Excerpted text below:

Looks like the Commonwealth lost its lawsuit to the Ark Park, and we Kentuckians get to fork over millions to a place where man rides dinosaurs and the earth is 6,000 years old.
The state of Kentucky must give millions of dollars in tax subsidies to a Noah’s Ark theme park owned by a creationist ministry, even though that ministry refuses to comply with the state’s request not to engage in hiring discrimination, according to an opinion by a George W. Bush appointee to the federal bench. Under Judge Gregory Van Tatenhove’s opinion, the creationist group Answers in Genesis (AiG) stands to gain up to $18 million.
That's roughly $4 a person, so even if you refuse to visit, hey, you bought a ticket. But on appeal this may not hold.
Judge Van Tatenhove’s decision in favor of AiG is on much shakier ground, however, when he claims that AiG is entitled to the subsidy even if it wants to engage in employment discrimination. He roots this decision largely in a non-sequitur about what AiG’s obligations would be if they were sued by an employee alleging discrimination. As the judge notes, federal law exempts “a religious corporation, association, educational institution, or society” from the federal ban on employment discrimination “with respect to the employment of individuals of a particular religion to perform work connected with the carrying on by such corporation, association, educational institution, or society of its activities.” Thus, a religious group like AiG typically has the right to hire only members of a particular faith without having to face a federal lawsuit.
But the fact that federal law provides a particular exemption does not necessarily mean that Kentucky must also offer the same exemption. And it certainly does not mean that Kentucky must also provide tax subsidies to groups that engage in discrimination. In Bob Jones University v. United States, the Supreme Court rejected a school’s claim that it was entitled to federal tax subsidies, despite the fact that the government had denied such subsidies because the school prohibited interracial dating. More recently, in Christian Legal Society v. Martinez, the Court held that a student group that banned “unrepentant homosexual conduct” could be denied valuable benefits under a public law school’s anti-discrimination policies. As Justice Ruth Bader Ginsburg explained in her majority opinion, “our decisions have distinguished between policies that require action and those that withhold benefits.”
Judge Van Tatenhove’s opinion, in other words, rests on the extraordinary proposition that the state of Kentucky is required to subsidize discrimination. That is not what the Constitution provides.
Question is will Matt Bevin and AG Andy Beshear appeal the ruling? I can certainly see Beshear doing it, as his father is the one who challenged Answers in Genesis in the first place. But Bevin can order him not to, and then things get tricky.

End of Excerpted text.

**Activity:**
Answer these from the post on the Ark Park ruling:
1. How much does Answers in Genesis stand to gain under the judge's opinion?
2. In Bob Jones University v. United States, what did the school prohibit?
3. Whose father challenged Answers in Genesis in the first place?
Nothing here depends on the records.

Data section below:

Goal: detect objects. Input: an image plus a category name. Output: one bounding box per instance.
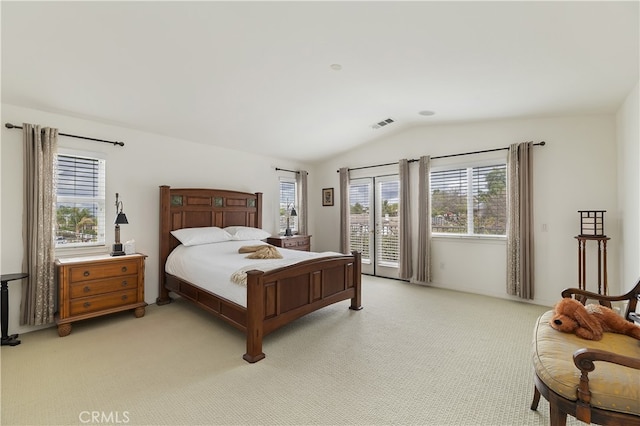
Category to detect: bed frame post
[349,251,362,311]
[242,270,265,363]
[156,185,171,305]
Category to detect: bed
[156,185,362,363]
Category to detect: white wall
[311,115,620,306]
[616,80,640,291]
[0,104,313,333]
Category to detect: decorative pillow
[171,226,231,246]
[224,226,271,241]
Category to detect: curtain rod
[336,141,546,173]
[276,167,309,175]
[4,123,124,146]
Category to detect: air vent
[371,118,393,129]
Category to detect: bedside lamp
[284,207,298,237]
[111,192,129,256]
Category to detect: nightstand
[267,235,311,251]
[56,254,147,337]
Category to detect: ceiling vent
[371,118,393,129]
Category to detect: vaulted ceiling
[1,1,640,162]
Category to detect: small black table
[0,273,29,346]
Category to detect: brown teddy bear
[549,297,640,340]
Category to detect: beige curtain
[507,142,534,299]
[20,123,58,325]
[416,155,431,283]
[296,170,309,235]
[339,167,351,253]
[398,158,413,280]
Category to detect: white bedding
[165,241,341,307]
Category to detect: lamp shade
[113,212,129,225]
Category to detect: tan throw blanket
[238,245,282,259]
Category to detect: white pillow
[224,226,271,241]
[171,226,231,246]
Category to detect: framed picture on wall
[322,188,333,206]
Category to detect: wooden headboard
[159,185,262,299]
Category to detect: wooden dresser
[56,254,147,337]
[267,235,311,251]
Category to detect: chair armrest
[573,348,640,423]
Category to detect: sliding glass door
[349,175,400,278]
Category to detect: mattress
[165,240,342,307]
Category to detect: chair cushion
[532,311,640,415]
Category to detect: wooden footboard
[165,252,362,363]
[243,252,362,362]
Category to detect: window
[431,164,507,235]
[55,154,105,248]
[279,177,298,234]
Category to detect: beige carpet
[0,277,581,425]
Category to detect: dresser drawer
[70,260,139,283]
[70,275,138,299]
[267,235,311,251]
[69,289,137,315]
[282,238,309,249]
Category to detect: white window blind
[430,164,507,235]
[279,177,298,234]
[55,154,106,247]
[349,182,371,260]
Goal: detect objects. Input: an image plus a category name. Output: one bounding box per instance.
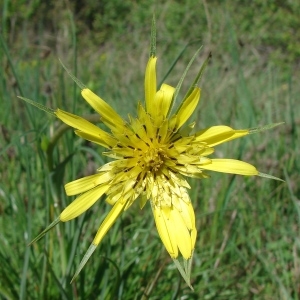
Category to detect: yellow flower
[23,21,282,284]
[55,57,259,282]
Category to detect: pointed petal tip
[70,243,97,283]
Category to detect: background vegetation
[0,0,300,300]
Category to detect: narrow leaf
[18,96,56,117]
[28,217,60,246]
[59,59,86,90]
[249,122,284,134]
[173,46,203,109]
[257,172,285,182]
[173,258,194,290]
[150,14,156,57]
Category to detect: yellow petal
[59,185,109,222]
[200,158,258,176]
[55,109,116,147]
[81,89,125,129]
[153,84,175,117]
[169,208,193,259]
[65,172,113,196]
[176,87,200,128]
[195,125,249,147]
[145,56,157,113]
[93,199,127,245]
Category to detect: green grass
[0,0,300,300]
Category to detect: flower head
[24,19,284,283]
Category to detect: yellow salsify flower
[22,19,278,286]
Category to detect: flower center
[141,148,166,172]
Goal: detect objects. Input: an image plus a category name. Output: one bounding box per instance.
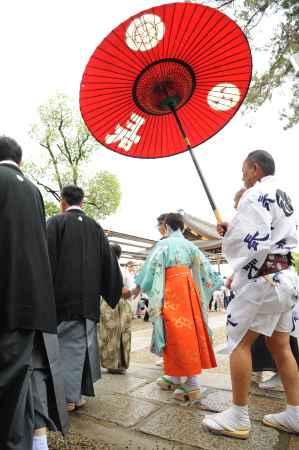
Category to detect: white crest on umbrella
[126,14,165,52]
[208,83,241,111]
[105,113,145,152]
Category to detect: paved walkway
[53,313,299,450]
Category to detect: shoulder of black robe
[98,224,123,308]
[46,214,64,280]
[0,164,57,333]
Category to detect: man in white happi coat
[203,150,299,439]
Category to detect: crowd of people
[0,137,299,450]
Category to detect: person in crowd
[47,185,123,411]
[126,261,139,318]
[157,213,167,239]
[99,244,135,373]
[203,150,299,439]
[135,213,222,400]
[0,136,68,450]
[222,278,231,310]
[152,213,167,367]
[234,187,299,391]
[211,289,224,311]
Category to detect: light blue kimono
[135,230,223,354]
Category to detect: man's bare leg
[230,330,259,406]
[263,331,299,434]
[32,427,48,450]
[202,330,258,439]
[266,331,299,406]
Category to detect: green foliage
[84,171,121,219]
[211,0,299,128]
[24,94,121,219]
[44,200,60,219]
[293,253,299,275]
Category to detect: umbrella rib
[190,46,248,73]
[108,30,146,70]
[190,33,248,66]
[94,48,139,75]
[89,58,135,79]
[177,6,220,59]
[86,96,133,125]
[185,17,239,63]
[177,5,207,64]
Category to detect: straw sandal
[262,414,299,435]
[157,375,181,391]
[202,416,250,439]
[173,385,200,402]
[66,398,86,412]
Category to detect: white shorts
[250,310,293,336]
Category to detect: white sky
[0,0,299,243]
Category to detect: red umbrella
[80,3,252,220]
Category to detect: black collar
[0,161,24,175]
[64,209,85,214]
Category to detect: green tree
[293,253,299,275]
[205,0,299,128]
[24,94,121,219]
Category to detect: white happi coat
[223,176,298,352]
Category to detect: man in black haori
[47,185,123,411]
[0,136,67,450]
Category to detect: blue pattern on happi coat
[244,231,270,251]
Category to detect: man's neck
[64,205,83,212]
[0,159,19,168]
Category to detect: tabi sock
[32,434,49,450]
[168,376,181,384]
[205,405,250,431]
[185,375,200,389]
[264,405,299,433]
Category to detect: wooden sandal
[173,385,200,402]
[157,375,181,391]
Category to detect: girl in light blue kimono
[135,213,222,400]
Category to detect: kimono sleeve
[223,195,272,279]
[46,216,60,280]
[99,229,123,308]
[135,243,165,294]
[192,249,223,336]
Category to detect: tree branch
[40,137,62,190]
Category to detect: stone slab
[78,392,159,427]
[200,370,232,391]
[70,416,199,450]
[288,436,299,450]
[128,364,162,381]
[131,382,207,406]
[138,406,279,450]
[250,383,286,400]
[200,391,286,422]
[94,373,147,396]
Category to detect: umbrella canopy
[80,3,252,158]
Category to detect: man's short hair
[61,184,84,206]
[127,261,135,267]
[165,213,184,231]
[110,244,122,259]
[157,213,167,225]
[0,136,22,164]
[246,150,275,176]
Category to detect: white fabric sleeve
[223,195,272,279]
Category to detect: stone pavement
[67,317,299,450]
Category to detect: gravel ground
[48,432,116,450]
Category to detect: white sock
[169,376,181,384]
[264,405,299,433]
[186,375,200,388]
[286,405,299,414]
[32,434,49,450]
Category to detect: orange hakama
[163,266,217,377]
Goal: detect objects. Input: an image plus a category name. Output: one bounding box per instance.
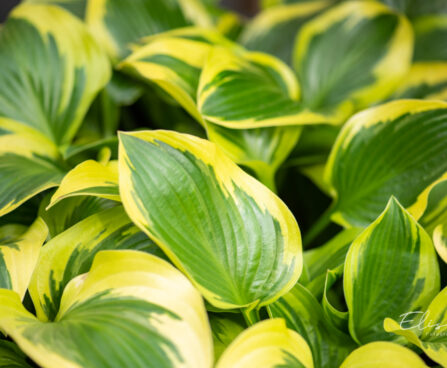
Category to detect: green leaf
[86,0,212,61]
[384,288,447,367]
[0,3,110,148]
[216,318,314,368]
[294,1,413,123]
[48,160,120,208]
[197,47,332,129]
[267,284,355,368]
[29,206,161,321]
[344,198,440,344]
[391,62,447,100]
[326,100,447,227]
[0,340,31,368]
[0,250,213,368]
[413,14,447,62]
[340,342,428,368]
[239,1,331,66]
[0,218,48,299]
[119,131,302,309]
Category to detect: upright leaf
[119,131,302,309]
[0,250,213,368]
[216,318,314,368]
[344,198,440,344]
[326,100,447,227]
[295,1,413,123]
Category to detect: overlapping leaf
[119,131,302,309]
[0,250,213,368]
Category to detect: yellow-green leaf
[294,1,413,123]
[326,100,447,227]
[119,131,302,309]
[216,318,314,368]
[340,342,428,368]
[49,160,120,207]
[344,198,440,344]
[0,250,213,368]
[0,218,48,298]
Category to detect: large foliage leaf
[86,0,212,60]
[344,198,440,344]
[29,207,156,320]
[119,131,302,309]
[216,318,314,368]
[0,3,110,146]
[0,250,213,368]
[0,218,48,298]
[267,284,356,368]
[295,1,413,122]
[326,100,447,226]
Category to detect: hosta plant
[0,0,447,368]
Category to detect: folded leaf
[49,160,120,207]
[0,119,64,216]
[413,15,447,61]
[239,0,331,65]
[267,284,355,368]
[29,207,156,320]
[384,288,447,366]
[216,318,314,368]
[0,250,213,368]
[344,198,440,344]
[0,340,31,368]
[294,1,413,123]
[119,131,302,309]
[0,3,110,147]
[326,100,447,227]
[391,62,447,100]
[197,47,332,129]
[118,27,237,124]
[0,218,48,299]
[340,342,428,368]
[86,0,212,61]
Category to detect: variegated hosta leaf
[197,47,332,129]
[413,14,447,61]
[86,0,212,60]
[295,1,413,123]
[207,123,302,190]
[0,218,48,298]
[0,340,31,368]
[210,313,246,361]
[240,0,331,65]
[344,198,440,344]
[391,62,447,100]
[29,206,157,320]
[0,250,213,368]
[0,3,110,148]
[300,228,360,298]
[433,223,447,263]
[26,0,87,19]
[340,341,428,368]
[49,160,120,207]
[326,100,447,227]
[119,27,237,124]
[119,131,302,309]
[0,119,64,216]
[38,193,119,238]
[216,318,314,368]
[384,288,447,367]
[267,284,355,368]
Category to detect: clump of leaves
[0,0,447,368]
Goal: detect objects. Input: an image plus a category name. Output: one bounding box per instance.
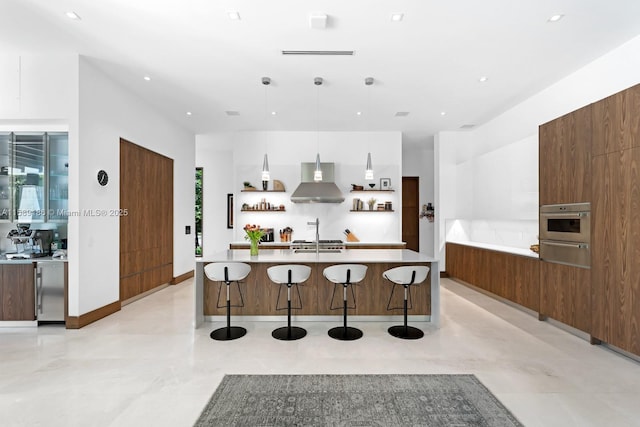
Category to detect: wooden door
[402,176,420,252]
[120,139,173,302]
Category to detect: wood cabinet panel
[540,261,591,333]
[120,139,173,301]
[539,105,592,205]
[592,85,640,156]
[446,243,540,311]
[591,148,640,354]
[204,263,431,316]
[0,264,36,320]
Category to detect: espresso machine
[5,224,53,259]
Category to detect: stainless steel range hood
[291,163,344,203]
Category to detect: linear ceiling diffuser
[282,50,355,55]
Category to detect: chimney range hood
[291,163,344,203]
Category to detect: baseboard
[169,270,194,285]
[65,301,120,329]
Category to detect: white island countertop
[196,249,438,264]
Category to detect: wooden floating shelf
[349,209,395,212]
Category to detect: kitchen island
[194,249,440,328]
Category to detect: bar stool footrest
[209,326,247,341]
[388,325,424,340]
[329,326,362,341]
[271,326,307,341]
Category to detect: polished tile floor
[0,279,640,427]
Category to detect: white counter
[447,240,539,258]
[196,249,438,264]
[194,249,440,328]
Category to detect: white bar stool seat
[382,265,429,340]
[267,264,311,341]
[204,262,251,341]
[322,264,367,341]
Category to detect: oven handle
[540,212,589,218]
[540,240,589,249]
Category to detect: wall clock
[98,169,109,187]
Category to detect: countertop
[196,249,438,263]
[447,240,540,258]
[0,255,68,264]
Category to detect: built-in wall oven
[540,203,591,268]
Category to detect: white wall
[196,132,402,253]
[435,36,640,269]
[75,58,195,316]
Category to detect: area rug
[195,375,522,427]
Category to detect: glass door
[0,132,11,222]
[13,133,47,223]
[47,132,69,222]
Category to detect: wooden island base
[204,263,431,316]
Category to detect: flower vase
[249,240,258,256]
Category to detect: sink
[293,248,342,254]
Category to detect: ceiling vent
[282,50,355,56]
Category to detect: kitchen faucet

End of Data section.

**Task response:**
1. Up to $18 million.
2. Interracial dating.
3. Andy Beshear's.